-- Stated goal --
Lines before the one containing "Outline every instance of the limestone" are left out; copy that line and every later line through the end of the data exactly.

— Start of Record set —

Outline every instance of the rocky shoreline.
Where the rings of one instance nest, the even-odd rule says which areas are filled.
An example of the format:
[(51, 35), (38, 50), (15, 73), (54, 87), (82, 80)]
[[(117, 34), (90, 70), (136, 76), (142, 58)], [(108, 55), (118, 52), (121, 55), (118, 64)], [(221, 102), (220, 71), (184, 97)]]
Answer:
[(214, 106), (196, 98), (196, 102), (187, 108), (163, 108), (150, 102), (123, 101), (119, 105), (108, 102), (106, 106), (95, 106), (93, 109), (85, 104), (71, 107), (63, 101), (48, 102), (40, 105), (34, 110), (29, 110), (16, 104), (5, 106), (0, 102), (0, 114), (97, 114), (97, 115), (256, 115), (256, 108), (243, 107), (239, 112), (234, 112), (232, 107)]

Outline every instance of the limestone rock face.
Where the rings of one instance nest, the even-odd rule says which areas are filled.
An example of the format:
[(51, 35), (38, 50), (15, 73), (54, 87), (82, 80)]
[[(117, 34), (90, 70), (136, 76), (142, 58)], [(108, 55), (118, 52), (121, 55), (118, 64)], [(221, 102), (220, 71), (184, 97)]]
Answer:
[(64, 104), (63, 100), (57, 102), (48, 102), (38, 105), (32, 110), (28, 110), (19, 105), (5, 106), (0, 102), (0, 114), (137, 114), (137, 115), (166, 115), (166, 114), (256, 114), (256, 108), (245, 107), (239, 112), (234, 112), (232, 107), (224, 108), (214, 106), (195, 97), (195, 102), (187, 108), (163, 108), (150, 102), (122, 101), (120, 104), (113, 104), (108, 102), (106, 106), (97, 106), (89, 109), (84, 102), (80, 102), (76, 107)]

— End of Record set —

-- Correct result --
Outline every instance of the limestone rock face.
Where the rings of one instance nest, the even-odd rule says which areas are filled.
An example of the format:
[(51, 35), (38, 50), (15, 73), (54, 87), (82, 80)]
[[(117, 34), (90, 70), (136, 76), (142, 58)], [(108, 55), (118, 52), (121, 55), (118, 64)], [(221, 102), (220, 71), (184, 97)]]
Answer:
[(64, 104), (63, 100), (57, 102), (48, 102), (38, 105), (32, 110), (28, 110), (19, 105), (5, 106), (0, 102), (0, 114), (137, 114), (137, 115), (166, 115), (166, 114), (256, 114), (256, 108), (245, 107), (239, 112), (234, 112), (232, 107), (224, 108), (214, 106), (195, 97), (195, 102), (187, 108), (163, 108), (150, 102), (122, 101), (120, 104), (113, 104), (108, 102), (106, 106), (97, 106), (89, 109), (84, 102), (80, 102), (76, 107)]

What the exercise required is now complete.